## WHAT THIS TASK INVOLVES
From the data that follows, copy every line with the string "below".

## SUPPLIED RECORDS
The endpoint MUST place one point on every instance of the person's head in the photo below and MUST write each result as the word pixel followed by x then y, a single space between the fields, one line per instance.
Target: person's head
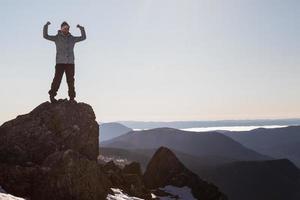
pixel 64 27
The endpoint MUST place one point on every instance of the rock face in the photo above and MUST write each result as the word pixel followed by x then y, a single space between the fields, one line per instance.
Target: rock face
pixel 129 179
pixel 69 175
pixel 51 153
pixel 49 128
pixel 165 169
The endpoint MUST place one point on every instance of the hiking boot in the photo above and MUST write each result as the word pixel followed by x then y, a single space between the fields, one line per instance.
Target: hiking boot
pixel 52 99
pixel 72 100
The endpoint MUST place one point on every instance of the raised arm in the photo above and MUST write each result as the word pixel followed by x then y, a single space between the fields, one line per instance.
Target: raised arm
pixel 45 33
pixel 83 34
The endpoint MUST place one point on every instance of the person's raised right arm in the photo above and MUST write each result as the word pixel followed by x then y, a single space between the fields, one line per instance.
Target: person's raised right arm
pixel 45 33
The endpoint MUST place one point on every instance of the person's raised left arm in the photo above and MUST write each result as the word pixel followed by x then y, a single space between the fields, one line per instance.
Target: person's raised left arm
pixel 83 34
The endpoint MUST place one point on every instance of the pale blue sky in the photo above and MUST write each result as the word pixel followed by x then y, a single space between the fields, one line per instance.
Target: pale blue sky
pixel 158 59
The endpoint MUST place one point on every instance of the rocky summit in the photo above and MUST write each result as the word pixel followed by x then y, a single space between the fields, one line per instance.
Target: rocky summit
pixel 164 169
pixel 51 154
pixel 30 138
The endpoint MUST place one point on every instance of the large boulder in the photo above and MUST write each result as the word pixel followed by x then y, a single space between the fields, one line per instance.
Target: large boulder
pixel 49 128
pixel 70 176
pixel 51 153
pixel 165 169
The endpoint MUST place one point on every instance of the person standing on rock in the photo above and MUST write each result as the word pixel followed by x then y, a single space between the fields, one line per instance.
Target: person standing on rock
pixel 65 43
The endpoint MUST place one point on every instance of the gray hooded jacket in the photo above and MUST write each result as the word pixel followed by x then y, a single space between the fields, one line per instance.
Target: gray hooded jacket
pixel 64 44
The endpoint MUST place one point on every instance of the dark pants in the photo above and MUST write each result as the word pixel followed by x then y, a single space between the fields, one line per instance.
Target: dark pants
pixel 59 71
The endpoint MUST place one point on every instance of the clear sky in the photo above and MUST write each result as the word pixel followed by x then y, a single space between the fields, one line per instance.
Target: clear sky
pixel 158 59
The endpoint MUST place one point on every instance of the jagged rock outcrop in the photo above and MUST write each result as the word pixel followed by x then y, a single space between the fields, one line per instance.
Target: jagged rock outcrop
pixel 49 128
pixel 69 176
pixel 165 169
pixel 129 179
pixel 51 153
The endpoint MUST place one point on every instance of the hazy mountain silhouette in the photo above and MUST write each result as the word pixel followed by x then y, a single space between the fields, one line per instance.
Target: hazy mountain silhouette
pixel 112 130
pixel 143 155
pixel 197 124
pixel 259 180
pixel 277 142
pixel 192 143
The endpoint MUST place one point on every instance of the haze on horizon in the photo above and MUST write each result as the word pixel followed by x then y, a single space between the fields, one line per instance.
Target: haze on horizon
pixel 158 60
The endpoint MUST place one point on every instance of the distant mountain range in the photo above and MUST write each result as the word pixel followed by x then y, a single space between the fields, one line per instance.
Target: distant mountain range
pixel 196 124
pixel 111 130
pixel 259 180
pixel 208 144
pixel 239 163
pixel 277 142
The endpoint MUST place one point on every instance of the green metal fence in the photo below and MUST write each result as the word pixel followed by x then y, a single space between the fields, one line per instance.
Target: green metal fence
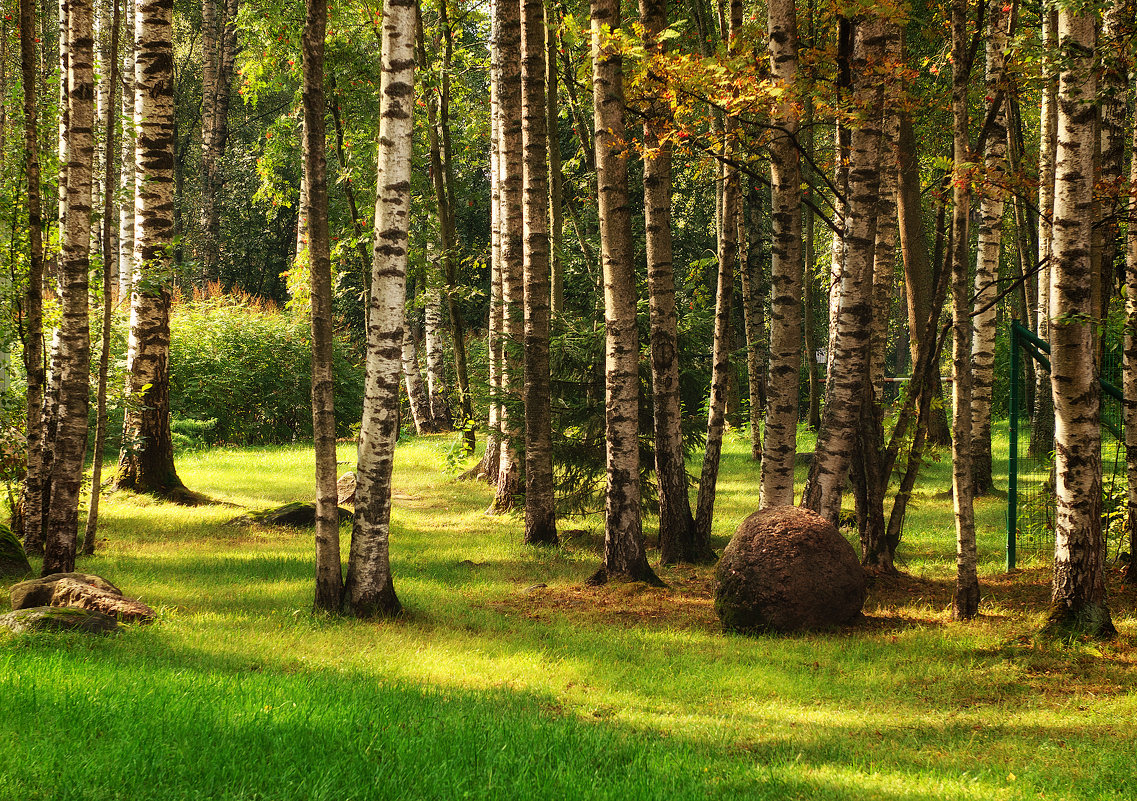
pixel 1030 480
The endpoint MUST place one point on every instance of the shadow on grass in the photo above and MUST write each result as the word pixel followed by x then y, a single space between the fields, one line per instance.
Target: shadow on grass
pixel 132 717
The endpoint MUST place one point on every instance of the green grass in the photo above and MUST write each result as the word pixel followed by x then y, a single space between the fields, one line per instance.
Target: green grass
pixel 486 691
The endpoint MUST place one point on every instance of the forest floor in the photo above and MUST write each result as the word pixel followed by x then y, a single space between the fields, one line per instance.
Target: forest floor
pixel 492 687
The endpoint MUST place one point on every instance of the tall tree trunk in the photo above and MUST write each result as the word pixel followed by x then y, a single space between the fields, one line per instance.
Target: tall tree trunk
pixel 1113 52
pixel 75 345
pixel 965 601
pixel 329 593
pixel 848 370
pixel 370 591
pixel 416 394
pixel 508 47
pixel 777 488
pixel 919 265
pixel 126 204
pixel 1129 407
pixel 488 468
pixel 207 246
pixel 540 519
pixel 556 175
pixel 1042 429
pixel 1078 589
pixel 109 278
pixel 218 47
pixel 990 241
pixel 33 295
pixel 808 269
pixel 624 554
pixel 147 460
pixel 436 353
pixel 677 525
pixel 441 156
pixel 872 462
pixel 757 337
pixel 721 348
pixel 107 114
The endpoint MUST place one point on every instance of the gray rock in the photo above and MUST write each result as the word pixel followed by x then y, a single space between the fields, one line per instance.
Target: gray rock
pixel 39 592
pixel 788 569
pixel 74 594
pixel 13 560
pixel 58 619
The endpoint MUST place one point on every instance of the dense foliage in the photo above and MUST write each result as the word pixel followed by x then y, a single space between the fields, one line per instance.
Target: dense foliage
pixel 247 366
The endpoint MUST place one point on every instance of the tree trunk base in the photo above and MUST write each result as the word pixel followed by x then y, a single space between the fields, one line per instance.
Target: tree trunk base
pixel 506 497
pixel 1093 620
pixel 382 604
pixel 645 575
pixel 179 494
pixel 544 535
pixel 965 602
pixel 880 566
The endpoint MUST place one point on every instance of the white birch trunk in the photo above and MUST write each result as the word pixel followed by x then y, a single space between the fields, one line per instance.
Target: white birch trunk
pixel 1078 589
pixel 370 589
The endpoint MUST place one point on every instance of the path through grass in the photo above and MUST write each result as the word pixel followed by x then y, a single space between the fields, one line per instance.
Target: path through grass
pixel 487 691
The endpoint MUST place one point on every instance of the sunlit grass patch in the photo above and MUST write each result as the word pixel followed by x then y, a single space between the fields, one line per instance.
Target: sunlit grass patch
pixel 494 687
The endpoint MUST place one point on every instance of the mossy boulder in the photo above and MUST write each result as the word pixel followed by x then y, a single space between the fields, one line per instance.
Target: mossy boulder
pixel 74 594
pixel 13 560
pixel 296 514
pixel 58 619
pixel 39 592
pixel 788 569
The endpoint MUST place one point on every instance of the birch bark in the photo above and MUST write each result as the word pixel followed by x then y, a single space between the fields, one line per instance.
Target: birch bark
pixel 370 589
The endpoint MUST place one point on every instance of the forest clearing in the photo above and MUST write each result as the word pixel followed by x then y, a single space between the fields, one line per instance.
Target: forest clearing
pixel 740 398
pixel 486 688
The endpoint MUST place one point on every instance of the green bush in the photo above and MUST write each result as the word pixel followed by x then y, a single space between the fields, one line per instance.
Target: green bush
pixel 248 368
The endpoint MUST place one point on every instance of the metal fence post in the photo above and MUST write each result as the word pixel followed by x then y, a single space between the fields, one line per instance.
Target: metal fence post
pixel 1012 480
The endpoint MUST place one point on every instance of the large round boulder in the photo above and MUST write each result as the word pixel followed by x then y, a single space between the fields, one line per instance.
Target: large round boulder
pixel 788 569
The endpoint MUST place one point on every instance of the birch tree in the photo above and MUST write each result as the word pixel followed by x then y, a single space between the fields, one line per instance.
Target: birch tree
pixel 509 219
pixel 624 554
pixel 126 174
pixel 146 463
pixel 540 519
pixel 1129 407
pixel 848 374
pixel 990 241
pixel 677 523
pixel 1078 588
pixel 965 600
pixel 780 446
pixel 329 593
pixel 33 295
pixel 721 347
pixel 74 361
pixel 370 589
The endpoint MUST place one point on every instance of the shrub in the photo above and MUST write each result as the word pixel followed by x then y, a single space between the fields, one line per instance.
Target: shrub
pixel 247 366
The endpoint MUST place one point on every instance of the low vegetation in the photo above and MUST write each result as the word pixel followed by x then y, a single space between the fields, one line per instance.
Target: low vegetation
pixel 508 678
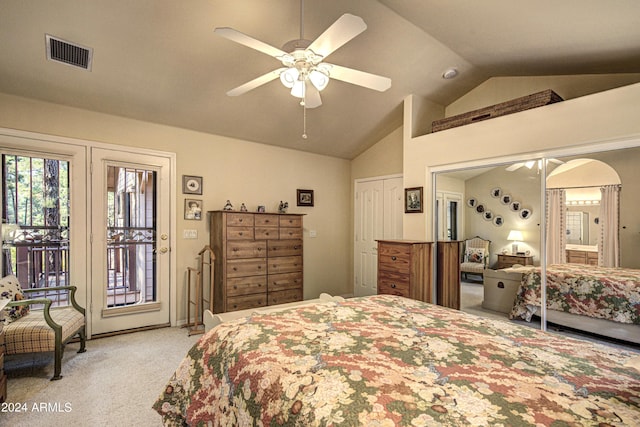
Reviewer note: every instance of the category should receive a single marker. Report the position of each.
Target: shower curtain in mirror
(609, 245)
(556, 221)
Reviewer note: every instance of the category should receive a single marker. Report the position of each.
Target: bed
(600, 300)
(387, 360)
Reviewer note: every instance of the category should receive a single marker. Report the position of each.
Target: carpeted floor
(113, 384)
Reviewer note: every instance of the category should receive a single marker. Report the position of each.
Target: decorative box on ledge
(528, 102)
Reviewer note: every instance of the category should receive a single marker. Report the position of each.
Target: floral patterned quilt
(601, 292)
(385, 361)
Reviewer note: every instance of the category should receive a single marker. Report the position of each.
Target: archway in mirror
(583, 213)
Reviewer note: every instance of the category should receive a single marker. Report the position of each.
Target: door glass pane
(131, 231)
(35, 220)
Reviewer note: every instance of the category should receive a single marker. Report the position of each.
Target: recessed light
(450, 73)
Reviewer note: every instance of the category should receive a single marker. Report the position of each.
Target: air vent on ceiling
(68, 53)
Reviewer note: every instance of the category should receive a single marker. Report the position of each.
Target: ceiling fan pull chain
(301, 19)
(304, 121)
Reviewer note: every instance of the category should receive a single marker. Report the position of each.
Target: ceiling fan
(531, 163)
(304, 70)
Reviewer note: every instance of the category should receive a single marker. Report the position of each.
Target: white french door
(130, 240)
(378, 214)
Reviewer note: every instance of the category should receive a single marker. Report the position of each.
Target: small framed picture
(305, 197)
(191, 184)
(193, 209)
(413, 200)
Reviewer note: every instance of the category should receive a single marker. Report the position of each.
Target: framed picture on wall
(304, 197)
(191, 184)
(413, 200)
(193, 209)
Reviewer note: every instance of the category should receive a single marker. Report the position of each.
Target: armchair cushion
(33, 335)
(474, 255)
(10, 289)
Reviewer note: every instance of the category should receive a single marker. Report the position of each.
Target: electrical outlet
(190, 234)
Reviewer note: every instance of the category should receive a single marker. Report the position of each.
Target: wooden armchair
(475, 257)
(43, 330)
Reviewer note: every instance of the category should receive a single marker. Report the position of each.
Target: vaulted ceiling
(160, 61)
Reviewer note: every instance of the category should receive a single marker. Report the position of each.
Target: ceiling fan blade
(312, 97)
(238, 37)
(344, 29)
(258, 81)
(360, 78)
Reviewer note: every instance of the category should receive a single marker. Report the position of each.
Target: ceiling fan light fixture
(319, 79)
(289, 77)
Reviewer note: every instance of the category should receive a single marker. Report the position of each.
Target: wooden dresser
(582, 257)
(506, 261)
(3, 376)
(404, 268)
(258, 259)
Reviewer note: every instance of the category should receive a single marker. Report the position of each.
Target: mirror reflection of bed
(580, 177)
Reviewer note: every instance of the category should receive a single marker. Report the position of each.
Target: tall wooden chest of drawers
(258, 259)
(404, 268)
(3, 376)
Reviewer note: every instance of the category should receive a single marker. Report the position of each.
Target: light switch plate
(190, 234)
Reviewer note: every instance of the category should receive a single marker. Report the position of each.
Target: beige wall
(232, 169)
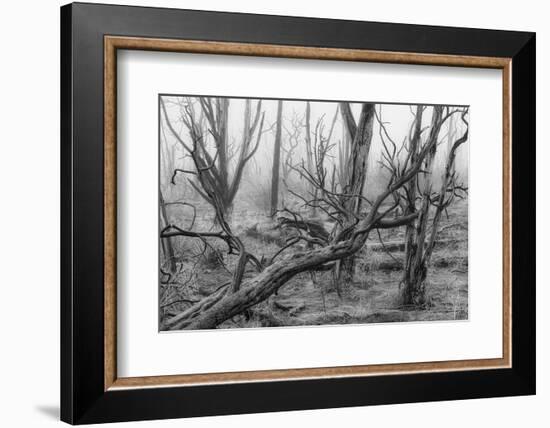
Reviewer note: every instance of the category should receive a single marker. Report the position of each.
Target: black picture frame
(83, 398)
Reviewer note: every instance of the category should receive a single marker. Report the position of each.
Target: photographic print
(283, 212)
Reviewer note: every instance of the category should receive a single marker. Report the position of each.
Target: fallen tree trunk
(395, 246)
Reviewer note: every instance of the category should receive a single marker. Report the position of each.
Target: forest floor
(311, 298)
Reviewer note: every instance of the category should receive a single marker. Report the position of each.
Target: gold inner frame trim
(113, 43)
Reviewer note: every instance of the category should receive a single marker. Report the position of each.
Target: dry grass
(310, 299)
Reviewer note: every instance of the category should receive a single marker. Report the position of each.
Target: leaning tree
(206, 119)
(418, 196)
(241, 294)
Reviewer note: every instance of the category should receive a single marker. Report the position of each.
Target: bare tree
(232, 299)
(214, 167)
(167, 246)
(276, 160)
(360, 136)
(420, 237)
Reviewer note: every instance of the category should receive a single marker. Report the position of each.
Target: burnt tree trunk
(413, 283)
(361, 138)
(167, 247)
(276, 161)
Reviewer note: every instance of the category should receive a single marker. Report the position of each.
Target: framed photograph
(266, 213)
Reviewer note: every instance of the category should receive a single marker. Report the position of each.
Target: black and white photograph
(284, 212)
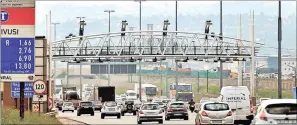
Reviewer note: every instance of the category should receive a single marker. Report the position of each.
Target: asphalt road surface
(127, 119)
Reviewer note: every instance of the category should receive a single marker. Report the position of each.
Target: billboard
(114, 69)
(17, 40)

## RESULT FOR THIS EXERCISE
The endpoint MUST place one point on every instance of the person's head in the photo below and MUST write each result as the word pixel followed by x then y, a single space between the fields, one line per instance.
The endpoint MUST place one point on every instance of the green metal fence in the photo below and MUST write each result as the word pixel followed by x then y, a single space between the fields, one line per instance.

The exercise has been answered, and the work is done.